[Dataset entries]
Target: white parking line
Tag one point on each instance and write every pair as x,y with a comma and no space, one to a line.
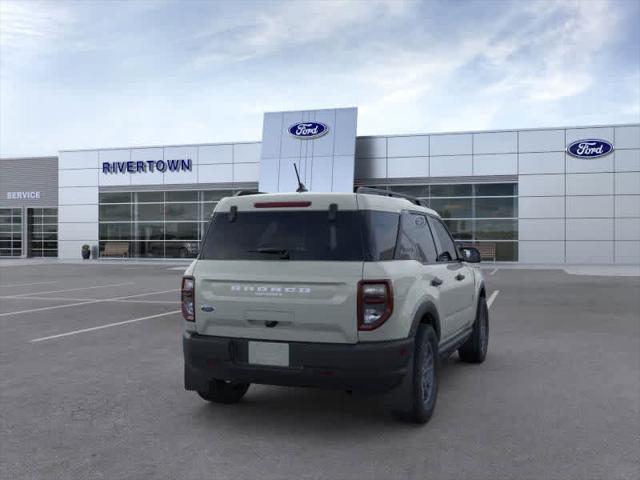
75,289
24,284
41,309
84,330
87,302
67,299
492,297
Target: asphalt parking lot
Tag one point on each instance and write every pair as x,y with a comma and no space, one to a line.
91,387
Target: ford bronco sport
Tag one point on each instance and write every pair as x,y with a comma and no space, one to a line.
357,291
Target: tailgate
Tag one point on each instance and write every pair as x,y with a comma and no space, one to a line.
302,301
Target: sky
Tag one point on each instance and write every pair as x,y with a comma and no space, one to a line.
85,74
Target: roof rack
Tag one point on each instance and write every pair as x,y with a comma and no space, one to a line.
389,193
243,193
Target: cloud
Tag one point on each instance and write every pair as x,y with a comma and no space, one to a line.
292,26
26,27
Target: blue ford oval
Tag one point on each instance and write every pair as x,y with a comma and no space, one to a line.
589,148
308,130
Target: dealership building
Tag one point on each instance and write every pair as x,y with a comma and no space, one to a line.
544,195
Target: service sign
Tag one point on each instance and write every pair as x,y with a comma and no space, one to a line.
308,130
23,195
589,148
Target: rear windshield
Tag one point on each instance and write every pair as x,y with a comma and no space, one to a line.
301,235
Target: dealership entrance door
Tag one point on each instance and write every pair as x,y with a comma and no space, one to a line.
42,232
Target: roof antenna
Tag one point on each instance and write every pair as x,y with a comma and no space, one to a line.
301,188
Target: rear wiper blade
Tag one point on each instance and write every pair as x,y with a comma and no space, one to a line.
284,254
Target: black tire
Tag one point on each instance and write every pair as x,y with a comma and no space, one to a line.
474,350
224,392
424,390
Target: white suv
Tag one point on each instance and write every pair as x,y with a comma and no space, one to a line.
355,291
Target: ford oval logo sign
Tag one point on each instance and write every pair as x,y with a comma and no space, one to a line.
590,148
308,130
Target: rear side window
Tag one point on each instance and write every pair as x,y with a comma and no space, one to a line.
446,247
293,235
380,230
414,239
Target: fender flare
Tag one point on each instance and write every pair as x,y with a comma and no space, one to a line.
428,307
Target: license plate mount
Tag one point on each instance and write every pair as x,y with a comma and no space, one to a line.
273,354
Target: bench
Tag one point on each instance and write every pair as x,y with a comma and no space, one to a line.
116,250
487,250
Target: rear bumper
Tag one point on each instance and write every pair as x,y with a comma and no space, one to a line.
369,367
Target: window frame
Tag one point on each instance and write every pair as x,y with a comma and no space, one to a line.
430,230
432,218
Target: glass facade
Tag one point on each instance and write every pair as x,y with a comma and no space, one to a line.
484,215
42,228
156,224
10,232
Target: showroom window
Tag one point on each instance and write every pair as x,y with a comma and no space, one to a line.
42,225
10,232
477,214
155,224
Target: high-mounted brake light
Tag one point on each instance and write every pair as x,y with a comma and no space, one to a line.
375,303
187,300
281,204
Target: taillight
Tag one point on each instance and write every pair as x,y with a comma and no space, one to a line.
375,303
188,293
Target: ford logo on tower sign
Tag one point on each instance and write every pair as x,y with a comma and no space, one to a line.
308,130
590,148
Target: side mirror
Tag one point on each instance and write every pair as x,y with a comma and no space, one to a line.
470,254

*Task*:
Put the lines of the entries into a numbered list, omitting any blank lines. Begin at the line that contains "Target: high-mounted brake light" and continue through the final line of the entries.

*Solution to the problem*:
1. Target: high-mounted brake light
2. Tag one point on each instance and write every pair as x,y with a comma and no space, one to a line.
3. 375,303
4. 187,300
5. 281,204
6. Target: taillight
7. Tag one point on each instance and write every pair as x,y with a comma and no space, one to a line.
8. 375,303
9. 188,293
10. Target: ford logo on tower sign
11. Tag one point on each instance and write every pair as x,y with a comma and no space, one to a line.
12. 308,130
13. 590,148
14. Target: side mirror
15. Tag one point on each instance and write every pair as x,y with a comma and no space, one to a line.
16. 470,254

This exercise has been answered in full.